(RAW DATA):
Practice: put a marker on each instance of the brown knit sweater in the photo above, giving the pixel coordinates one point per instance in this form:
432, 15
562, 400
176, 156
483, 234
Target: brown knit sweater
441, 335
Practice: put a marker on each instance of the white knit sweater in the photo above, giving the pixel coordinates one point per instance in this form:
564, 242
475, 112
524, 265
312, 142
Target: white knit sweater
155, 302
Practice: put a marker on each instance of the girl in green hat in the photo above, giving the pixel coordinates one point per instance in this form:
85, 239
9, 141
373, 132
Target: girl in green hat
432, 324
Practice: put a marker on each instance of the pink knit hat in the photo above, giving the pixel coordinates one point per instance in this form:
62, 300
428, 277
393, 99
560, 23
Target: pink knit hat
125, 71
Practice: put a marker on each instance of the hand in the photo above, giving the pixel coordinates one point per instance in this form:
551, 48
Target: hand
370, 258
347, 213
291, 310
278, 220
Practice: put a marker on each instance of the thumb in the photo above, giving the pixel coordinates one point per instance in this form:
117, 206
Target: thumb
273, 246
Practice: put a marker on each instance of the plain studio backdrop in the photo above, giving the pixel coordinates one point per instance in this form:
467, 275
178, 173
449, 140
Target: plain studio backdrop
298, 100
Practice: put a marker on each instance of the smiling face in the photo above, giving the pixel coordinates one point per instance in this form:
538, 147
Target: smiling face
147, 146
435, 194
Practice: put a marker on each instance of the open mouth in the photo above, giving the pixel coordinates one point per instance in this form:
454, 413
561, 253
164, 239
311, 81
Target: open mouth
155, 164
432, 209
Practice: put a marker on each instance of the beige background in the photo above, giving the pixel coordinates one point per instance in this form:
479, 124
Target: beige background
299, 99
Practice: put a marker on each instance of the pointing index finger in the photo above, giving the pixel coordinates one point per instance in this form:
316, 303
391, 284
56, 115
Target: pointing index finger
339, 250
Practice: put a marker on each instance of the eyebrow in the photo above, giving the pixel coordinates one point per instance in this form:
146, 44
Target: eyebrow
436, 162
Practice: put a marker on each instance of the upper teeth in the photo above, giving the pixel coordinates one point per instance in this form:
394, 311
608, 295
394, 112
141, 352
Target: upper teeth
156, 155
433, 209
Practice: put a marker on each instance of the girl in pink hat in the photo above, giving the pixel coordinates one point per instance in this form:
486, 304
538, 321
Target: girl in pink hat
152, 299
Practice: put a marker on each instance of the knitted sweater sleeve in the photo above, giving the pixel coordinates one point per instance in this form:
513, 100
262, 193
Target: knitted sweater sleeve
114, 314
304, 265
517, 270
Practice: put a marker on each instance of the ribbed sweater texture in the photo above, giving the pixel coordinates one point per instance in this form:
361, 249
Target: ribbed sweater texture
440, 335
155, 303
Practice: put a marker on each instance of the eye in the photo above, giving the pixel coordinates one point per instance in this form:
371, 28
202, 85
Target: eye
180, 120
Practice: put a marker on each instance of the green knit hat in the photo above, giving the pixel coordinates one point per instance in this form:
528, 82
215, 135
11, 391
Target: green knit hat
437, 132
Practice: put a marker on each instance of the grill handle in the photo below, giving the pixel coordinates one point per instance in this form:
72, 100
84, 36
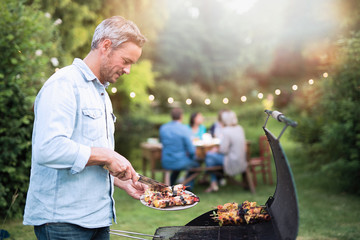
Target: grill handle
281, 118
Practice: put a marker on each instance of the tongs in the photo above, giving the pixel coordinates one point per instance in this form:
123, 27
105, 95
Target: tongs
121, 233
151, 182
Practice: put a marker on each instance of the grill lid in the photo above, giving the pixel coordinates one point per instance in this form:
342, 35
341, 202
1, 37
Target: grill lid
282, 206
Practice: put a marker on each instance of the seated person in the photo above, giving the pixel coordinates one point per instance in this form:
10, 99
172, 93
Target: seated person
196, 126
178, 152
232, 150
215, 129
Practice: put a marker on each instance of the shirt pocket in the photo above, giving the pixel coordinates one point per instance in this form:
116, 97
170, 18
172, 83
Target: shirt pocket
93, 123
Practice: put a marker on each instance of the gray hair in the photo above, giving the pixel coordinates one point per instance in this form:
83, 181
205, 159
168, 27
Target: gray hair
229, 118
118, 30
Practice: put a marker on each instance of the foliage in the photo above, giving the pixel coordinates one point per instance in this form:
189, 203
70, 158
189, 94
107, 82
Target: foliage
140, 79
322, 213
331, 130
76, 21
26, 38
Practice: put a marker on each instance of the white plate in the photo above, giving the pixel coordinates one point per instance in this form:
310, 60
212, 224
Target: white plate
174, 208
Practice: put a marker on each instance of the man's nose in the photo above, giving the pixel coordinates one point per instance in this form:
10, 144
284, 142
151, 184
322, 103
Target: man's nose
127, 69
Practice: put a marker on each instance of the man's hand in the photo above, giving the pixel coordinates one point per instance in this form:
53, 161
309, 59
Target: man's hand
117, 165
134, 189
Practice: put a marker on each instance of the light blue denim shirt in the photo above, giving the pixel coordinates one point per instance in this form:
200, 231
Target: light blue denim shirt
73, 112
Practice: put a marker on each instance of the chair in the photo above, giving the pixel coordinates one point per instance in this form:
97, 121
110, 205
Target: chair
262, 163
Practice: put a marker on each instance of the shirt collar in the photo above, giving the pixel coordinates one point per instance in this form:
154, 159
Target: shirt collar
88, 74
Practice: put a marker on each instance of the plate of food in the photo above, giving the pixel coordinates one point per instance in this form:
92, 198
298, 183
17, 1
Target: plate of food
171, 198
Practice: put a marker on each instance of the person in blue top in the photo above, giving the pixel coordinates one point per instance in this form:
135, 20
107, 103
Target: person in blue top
74, 168
178, 152
196, 126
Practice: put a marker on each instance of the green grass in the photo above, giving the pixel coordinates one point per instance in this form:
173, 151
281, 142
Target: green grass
324, 214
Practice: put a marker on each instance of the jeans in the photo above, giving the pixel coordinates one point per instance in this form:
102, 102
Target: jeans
214, 159
67, 231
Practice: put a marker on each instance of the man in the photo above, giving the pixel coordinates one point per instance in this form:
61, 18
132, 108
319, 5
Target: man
178, 151
74, 165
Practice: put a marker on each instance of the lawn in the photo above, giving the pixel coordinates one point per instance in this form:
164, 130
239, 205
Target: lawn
323, 214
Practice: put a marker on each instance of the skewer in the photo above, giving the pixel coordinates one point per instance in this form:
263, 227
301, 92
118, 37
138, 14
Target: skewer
118, 233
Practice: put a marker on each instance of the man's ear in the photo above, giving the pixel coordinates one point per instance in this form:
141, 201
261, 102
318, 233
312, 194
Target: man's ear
106, 45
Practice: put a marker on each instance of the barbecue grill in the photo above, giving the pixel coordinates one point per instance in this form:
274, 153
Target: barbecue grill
282, 206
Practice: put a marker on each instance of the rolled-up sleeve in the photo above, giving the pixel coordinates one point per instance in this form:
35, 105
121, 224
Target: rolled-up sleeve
55, 117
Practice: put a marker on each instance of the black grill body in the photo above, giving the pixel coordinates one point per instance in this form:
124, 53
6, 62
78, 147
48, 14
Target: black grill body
282, 207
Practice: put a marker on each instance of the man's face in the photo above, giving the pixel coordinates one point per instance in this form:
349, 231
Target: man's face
118, 62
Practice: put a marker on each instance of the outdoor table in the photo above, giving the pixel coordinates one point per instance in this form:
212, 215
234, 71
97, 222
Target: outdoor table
151, 153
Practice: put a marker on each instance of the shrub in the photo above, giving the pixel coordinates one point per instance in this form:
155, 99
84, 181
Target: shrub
330, 128
25, 39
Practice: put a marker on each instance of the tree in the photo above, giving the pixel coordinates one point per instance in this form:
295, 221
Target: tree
27, 38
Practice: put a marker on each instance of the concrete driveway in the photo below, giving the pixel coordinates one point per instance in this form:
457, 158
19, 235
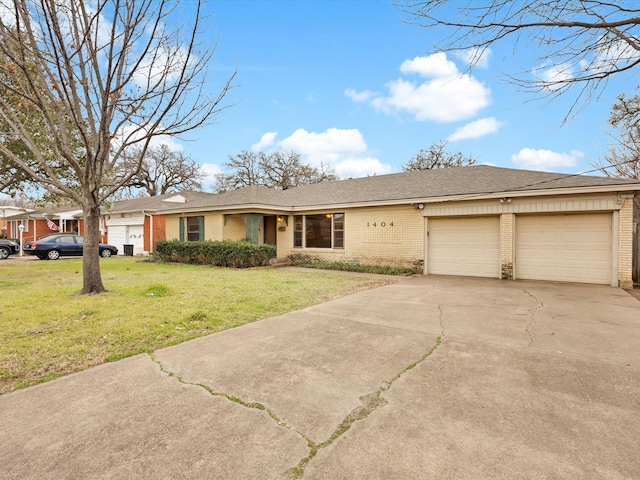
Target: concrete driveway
430, 377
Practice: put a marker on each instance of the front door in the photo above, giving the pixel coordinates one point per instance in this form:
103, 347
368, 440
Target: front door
270, 228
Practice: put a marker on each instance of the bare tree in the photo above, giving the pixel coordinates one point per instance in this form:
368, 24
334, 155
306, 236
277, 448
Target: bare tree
437, 157
623, 158
580, 42
162, 171
284, 170
103, 76
243, 170
278, 170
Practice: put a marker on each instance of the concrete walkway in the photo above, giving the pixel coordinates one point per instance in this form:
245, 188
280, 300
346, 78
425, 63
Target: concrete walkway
430, 377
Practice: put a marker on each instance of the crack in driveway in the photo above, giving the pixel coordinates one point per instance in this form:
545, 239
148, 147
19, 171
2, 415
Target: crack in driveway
369, 403
532, 313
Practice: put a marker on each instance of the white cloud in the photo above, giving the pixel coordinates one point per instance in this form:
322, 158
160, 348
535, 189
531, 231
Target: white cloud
326, 145
265, 141
445, 96
476, 129
542, 159
556, 76
475, 57
433, 66
363, 96
361, 167
345, 150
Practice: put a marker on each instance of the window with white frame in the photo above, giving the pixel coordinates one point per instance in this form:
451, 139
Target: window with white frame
324, 230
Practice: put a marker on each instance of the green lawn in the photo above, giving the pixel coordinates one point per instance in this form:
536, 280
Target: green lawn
46, 330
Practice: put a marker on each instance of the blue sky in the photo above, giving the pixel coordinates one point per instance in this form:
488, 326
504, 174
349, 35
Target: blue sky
349, 83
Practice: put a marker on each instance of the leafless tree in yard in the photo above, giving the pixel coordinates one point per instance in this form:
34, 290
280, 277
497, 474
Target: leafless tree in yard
577, 42
437, 156
278, 170
102, 77
162, 170
623, 158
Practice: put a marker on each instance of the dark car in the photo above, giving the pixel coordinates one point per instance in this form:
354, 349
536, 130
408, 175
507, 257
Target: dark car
8, 247
65, 245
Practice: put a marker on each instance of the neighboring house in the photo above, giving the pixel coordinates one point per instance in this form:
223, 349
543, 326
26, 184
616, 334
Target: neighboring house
477, 221
6, 212
42, 222
135, 224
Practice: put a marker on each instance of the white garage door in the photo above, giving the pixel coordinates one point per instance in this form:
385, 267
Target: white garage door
467, 246
565, 248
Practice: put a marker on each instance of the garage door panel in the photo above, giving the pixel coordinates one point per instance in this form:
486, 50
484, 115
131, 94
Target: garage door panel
569, 248
468, 246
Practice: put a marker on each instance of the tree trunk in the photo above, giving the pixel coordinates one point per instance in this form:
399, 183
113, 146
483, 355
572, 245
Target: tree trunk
91, 278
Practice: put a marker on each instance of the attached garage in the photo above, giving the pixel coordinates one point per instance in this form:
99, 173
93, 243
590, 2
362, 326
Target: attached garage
468, 246
565, 248
127, 231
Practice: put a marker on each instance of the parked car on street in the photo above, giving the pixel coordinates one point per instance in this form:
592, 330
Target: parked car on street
63, 245
8, 247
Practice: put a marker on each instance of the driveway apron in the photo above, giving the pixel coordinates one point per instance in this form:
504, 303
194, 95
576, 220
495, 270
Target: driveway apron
429, 377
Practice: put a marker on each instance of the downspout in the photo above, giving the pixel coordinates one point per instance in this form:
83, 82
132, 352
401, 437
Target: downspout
150, 230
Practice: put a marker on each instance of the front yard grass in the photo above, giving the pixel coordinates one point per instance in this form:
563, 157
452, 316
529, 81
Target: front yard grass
46, 330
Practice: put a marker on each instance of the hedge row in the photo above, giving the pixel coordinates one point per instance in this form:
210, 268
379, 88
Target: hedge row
222, 254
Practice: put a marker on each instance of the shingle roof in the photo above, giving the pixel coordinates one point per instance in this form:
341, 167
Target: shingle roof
456, 182
445, 182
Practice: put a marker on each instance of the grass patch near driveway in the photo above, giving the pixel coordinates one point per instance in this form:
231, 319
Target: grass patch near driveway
46, 330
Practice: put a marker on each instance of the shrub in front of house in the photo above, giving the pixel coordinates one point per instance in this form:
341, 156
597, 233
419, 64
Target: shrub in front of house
218, 253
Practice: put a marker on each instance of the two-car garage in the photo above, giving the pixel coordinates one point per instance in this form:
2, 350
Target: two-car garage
553, 247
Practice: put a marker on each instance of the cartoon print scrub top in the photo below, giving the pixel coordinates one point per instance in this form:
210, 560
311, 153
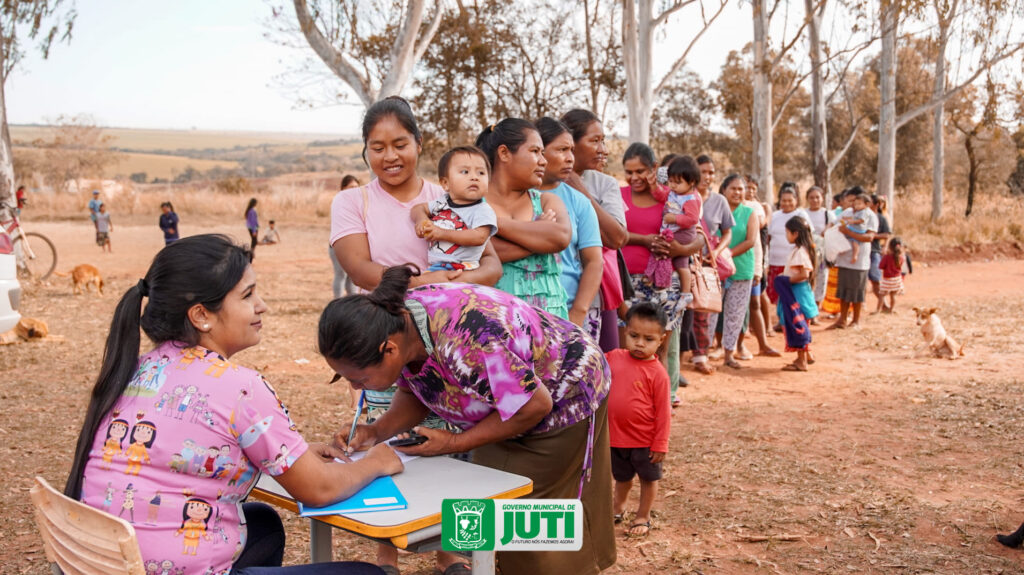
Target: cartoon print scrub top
488, 351
181, 448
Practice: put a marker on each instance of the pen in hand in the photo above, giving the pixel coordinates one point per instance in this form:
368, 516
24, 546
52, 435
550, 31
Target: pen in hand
355, 422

(TO DO):
Reproduce each line of the records in which the string "below" appears.

(EXPECTED OUTPUT):
Practice: put a marker on each instance of the grill handle in the photo below, giving the pixel coordinates one point per instance in this form:
Practice: put a marker on each instance of the concrete driveway in the photo below, giving the pixel coordinates one point per instance in this form:
Practice: put a marker on each instance of the cartoon print scrub top in the photo below, giving the pixel coordinates one point per instance in this form:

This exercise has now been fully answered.